───── TASK INPUTS ─────
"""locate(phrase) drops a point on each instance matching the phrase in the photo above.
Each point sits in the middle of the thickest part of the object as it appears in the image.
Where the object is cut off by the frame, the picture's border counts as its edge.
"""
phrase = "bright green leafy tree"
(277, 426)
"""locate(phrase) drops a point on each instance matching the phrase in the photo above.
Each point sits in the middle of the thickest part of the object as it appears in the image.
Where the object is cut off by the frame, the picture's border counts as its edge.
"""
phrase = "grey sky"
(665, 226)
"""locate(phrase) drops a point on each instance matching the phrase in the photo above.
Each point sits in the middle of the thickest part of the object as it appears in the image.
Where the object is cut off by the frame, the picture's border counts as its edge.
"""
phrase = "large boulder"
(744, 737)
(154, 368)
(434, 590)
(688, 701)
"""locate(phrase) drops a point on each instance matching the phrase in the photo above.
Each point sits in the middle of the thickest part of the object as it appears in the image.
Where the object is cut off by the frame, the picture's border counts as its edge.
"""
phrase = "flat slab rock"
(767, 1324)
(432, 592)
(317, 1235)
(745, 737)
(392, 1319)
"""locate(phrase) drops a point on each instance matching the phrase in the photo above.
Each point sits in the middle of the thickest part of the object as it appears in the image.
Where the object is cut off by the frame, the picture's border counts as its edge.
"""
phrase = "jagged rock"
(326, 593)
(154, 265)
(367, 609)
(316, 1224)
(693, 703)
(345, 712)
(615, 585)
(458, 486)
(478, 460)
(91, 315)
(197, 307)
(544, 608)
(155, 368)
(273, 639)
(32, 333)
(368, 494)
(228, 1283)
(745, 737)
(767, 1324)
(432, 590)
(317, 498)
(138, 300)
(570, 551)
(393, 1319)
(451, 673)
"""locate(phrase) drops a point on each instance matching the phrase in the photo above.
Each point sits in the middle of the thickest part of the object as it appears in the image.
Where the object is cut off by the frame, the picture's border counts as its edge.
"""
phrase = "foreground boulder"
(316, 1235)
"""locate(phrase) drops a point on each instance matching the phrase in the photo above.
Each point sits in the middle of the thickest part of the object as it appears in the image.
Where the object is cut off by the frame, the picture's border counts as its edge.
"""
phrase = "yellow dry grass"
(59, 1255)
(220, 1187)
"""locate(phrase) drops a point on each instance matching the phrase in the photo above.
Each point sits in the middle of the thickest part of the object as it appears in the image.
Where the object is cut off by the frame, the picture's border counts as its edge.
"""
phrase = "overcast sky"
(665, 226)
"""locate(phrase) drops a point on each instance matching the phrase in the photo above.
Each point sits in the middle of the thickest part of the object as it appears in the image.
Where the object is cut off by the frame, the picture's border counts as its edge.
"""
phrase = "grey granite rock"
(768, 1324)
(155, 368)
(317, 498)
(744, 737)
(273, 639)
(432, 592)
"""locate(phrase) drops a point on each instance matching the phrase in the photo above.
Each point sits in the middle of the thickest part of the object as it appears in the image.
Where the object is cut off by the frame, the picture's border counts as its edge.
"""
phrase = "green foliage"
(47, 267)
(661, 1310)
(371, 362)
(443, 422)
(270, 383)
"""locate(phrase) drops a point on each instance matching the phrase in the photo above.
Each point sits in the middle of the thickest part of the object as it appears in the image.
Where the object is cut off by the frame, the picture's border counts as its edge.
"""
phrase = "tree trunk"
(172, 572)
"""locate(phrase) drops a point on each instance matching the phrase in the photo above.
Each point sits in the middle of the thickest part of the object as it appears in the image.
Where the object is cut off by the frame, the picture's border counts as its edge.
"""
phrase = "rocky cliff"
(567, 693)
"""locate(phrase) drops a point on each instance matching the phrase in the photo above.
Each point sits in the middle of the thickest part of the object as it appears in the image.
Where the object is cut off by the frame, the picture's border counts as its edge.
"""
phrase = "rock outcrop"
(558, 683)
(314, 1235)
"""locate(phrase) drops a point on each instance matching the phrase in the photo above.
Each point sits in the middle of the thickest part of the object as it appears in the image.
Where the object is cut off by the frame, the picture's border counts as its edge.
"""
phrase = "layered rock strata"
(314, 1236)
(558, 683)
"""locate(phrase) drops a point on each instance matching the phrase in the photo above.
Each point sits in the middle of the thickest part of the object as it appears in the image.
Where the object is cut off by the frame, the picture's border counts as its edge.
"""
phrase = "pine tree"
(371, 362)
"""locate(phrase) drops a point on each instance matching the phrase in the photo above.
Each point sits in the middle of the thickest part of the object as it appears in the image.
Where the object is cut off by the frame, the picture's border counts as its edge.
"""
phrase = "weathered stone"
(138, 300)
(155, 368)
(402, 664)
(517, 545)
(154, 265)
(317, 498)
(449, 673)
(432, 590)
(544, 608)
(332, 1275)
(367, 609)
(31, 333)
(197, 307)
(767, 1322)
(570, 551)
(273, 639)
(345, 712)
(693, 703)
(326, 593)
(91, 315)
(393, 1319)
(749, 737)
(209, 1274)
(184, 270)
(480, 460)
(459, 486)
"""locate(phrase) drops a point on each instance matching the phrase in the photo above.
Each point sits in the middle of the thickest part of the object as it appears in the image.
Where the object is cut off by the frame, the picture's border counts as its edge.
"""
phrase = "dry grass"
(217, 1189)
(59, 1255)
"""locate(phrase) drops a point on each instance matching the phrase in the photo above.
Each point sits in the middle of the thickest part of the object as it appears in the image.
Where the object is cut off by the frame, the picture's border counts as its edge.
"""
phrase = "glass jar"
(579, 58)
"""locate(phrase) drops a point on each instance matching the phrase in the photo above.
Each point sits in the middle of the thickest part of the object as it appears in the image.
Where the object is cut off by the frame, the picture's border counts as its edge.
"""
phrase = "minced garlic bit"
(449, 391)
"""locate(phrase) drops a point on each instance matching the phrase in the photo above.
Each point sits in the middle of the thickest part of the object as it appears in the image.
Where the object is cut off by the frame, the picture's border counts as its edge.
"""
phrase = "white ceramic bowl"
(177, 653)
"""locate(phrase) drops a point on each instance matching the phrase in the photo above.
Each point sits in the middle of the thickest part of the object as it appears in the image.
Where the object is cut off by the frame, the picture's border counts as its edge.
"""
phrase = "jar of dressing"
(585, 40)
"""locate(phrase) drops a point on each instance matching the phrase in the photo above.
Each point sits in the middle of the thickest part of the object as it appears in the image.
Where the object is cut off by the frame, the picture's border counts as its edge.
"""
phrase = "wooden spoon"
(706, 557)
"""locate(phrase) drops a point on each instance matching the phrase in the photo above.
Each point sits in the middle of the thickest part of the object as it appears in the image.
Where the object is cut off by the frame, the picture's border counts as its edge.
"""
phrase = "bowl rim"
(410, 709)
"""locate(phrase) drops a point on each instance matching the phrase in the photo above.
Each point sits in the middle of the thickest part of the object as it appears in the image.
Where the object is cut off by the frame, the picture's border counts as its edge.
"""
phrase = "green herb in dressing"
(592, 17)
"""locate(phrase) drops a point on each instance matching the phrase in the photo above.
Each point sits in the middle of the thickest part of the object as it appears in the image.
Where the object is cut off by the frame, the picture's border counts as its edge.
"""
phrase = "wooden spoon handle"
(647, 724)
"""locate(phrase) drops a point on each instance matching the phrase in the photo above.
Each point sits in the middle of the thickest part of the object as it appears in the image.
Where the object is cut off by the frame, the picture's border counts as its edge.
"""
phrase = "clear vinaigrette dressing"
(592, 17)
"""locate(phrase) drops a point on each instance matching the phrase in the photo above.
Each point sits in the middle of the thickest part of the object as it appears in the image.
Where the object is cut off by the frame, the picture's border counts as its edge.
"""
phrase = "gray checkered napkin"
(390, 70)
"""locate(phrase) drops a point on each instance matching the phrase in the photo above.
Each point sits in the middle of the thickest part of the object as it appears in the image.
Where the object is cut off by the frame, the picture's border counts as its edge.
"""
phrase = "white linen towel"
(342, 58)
─────
§ WHAT THE TASK ASKS: Repeat every entry exactly as written above.

§ EXERCISE ANSWER:
"""locate(phrase) drops a point on each instance matching the phrase in the photo above.
Each point sits in the middle of the thickest part of the object as it appears in the image.
Where the object is cut off by the frame, the picture's border counts as its edge.
"""
phrase = "bright green leafy tree"
(277, 426)
"""locate(phrase) drops a point on each instance matching the phrase in the photo above.
Each point sits in the middle of the thickest part of the object as it appears in the image.
Where the object is cut off by the frame, the picture's border counts as its edge.
"""
phrase = "grey sky"
(665, 226)
"""locate(phrase) drops a point on each instance matching the phrase in the photo above.
Each point sits in the middle of the thickest part of the object as it appears in the image.
Where the object is cut off by the frame, the picture's border counts as its edge.
"""
phrase = "large boulder"
(744, 737)
(154, 368)
(434, 590)
(688, 701)
"""locate(phrase) drops a point on each instance matching the phrase in the photo above.
Each point sits in the middle of the thickest part of the object as it appears in the image.
Where the object is cut off by the frame, the picture's border counts as its edge.
"""
phrase = "flat slab rock"
(767, 1324)
(432, 592)
(317, 1235)
(745, 737)
(392, 1319)
"""locate(phrase) drops a point on each instance matching the phrase in the photo above.
Each point sits in the middle of the thickest part of the object as it appears in the image.
Where the object is cut off by the frame, the picture's border counts as its edge.
"""
phrase = "jagged rock"
(326, 593)
(154, 265)
(367, 609)
(316, 1224)
(693, 703)
(345, 712)
(615, 585)
(458, 486)
(478, 460)
(91, 315)
(197, 307)
(544, 608)
(155, 368)
(273, 639)
(32, 333)
(368, 494)
(228, 1283)
(745, 737)
(767, 1324)
(432, 590)
(317, 498)
(138, 300)
(570, 551)
(393, 1319)
(451, 673)
"""locate(phrase) drops a point on each instance matching the phrase in the photo above.
Each point sits in the middle of the thickest part of the object as it appears in the image.
Where the object is cut off by the frame, the picture's border counts as its edge.
"""
phrase = "foreground boulder"
(316, 1235)
"""locate(phrase) drops a point on each instance matching the phrase in the photo above.
Each point sits in the middle of the thickest part of the object as it appears in the image.
Where the object is cut off by the frame, the picture's border counts as its edge.
"""
phrase = "yellow dry grass"
(59, 1255)
(220, 1187)
"""locate(phrase) drops a point on each instance matching the phrase in the photo above.
Each point sits in the middle of the thickest part of the object as it appears in the image.
Where the object is cut off by the frame, the picture's border counts as its edge.
"""
phrase = "overcast sky"
(665, 226)
"""locate(phrase) drops a point on each instance matching the phrase in the photo above.
Each point sits in the middle of the thickest part of the object as it appears in the image.
Where the object is cut off by the frame, the picture's border counts as its edge.
"""
phrase = "grey granite rock"
(768, 1324)
(155, 368)
(317, 498)
(744, 737)
(273, 639)
(432, 592)
"""locate(phrase) drops a point on each instance matching the phrase in the photo above.
Each point sits in the middle of the thickest part of the object as it appears in the image.
Where the object is cut off by the frame, the picture's border counts as its edge.
"""
phrase = "green foliage"
(47, 267)
(661, 1310)
(371, 362)
(443, 422)
(270, 383)
"""locate(phrase) drops a point on each instance matching the phrase in the photo above.
Each point sits in the middle of the thickest part of the object as it appears in the image.
Where the object is cut off by the frame, the picture's border counts as its edge.
"""
phrase = "tree trunk"
(172, 572)
"""locate(phrase) drops a point on each instance matching the phrase in the photo above.
Each point sits in the middle of the thickest part of the object as it appears in the image.
Where the object is cut off by the frame, the picture's border counts as its edge.
"""
phrase = "rocky cliff"
(567, 693)
"""locate(phrase) drops a point on each instance matching the phrase in the photo above.
Each point sits in the middle of the thickest part of the object as it appears in the image.
Where the object is cut off by the frame, the picture's border counts as its edge.
"""
phrase = "rock outcrop"
(558, 683)
(314, 1235)
"""locate(phrase) drops a point on each instance matching the phrase in the photo above.
Each point sits in the middle of the thickest part of the object as it appears in the image.
Where the object is cut off by the frame, the picture's border counts as its edge.
"""
phrase = "layered rock strata"
(314, 1236)
(558, 683)
"""locate(phrase) drops a point on each instance matching the phrase in the photo above.
Each point sits in the middle of the thickest part of the object as it appears in the image.
Where the object is cut off by the frame, the picture's border counts as its edge.
"""
phrase = "pine tree"
(371, 362)
"""locate(phrase) drops a point on each instance matching the phrase in the photo above.
Each point sits in the middle of the thickest part of the object as it appears in the image.
Where the object is cut off by the frame, the picture's border counts as its edge.
"""
phrase = "weathered stone"
(138, 300)
(155, 368)
(402, 664)
(517, 545)
(154, 265)
(317, 498)
(449, 673)
(432, 590)
(544, 608)
(332, 1275)
(367, 609)
(31, 333)
(197, 307)
(767, 1322)
(570, 551)
(273, 639)
(345, 712)
(693, 703)
(326, 593)
(91, 315)
(393, 1319)
(749, 737)
(209, 1274)
(184, 270)
(480, 460)
(459, 486)
"""locate(phrase) drops a point on each instance matching the phrase in the photo above.
Each point sits in the middle of the thickest part of the object as it appears in the image.
Where the object is cut off by the frame, the picture's border counts as its edge.
"""
phrase = "dry grass"
(217, 1189)
(59, 1255)
"""locate(phrase) drops a point on each instance matching the phrase in the photo above.
Each point sits in the middle of the thickest part of the object as it appears in the image.
Where the object is cut off by the frame, the picture's border counts as its edge.
"""
phrase = "glass jar"
(579, 58)
"""locate(phrase) drops a point on each instance matching the phrase in the photo above.
Each point sits in the middle of the thickest part of the object as it appears in the image.
Where the object is cut off by the frame, the picture's border counts as its edge.
"""
phrase = "minced garlic bit"
(449, 391)
"""locate(phrase) drops a point on each instance matching the phrase in the photo above.
Each point sits in the middle of the thickest part of the object as it appears in the image.
Where the object is cut off by the frame, the picture's border counts as its edge.
"""
phrase = "white ceramic bowl"
(177, 653)
"""locate(phrase) drops a point on each instance matching the phrase in the photo above.
Each point sits in the middle of the thickest part of the object as it appears in the image.
Where the object is cut off by the frame, the picture's border counts as its edge.
"""
phrase = "jar of dressing"
(585, 40)
"""locate(phrase) drops a point on each instance matching the phrase in the photo above.
Each point sits in the middle of the thickest part of the object as it appears in the image.
Where the object is cut off by the frame, the picture's border counts as its edge.
"""
phrase = "wooden spoon"
(706, 557)
"""locate(phrase) drops a point on each instance matching the phrase in the photo above.
Each point sits in the middle of the thickest part of the object as it appears in the image.
Where the object is cut off by the frame, the picture's border counts as its edge.
"""
phrase = "bowl rim"
(410, 709)
"""locate(phrase) drops a point on each instance matching the phrase in the photo above.
Each point sits in the middle of the thickest part of the object as it appears in the image.
Where the object is cut off by the frame, the picture's border counts as its edge.
"""
phrase = "green herb in dressing"
(592, 17)
"""locate(phrase) drops a point on each instance matching the phrase in the photo above.
Each point sits in the middle of the thickest part of the object as it appears in the image.
Where the object is cut off by the frame, the picture's border counts as its edge.
"""
phrase = "wooden spoon handle"
(647, 724)
"""locate(phrase) drops a point on each instance matching the phrase in the photo above.
Each point sits in the middle of the thickest part of the object as it appears in the image.
Where the object is cut off by the frame, the picture's border counts as its edge.
"""
phrase = "clear vinaigrette dressing"
(592, 17)
"""locate(phrase) drops a point on each instance matching the phrase in the photo above.
Each point sits in the middle of the thickest part of the object as it appears in the image.
Where the object is cut off by the frame, the picture's border counts as its edge.
"""
phrase = "gray checkered napkin"
(390, 70)
"""locate(phrase) drops a point on each instance matching the phrase in the photo above.
Each point sits in the middle of the thickest part of the object as it appears in the image.
Where the object is cut off by the frame, the picture's border counts as its edge.
"""
phrase = "white linen towel"
(342, 58)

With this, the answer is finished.